TASK INSTRUCTIONS:
From the listing below, copy every line with the word "instance".

RECORD EXCERPTS:
▬▬▬

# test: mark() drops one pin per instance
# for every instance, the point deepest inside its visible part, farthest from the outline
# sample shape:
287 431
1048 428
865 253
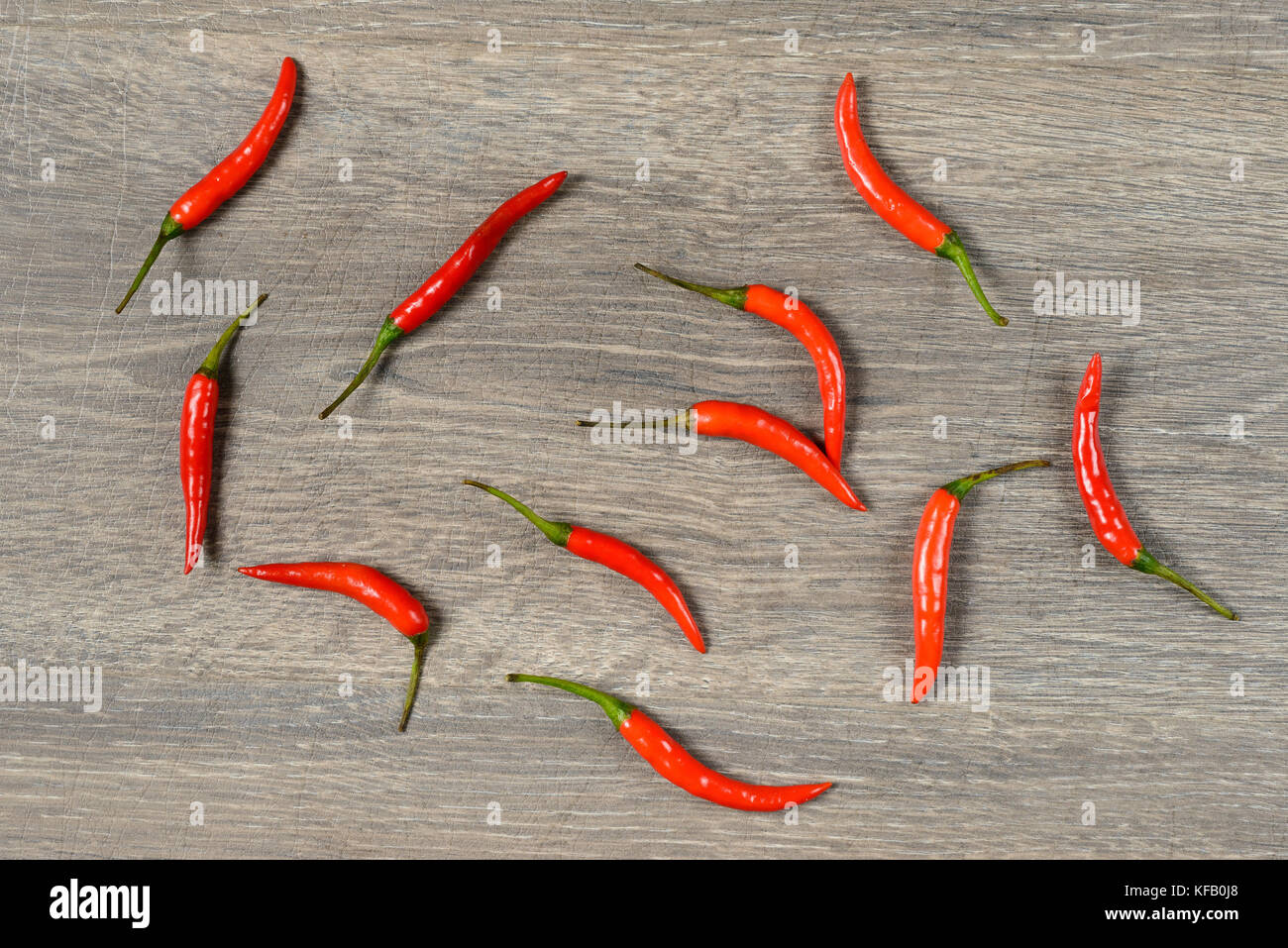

▬▬▬

SOLUTION FOR THIS PROBLEM:
# test: mark() drops one pin per instance
# for every instance, the point deepest inside its visible part, farthest from the outline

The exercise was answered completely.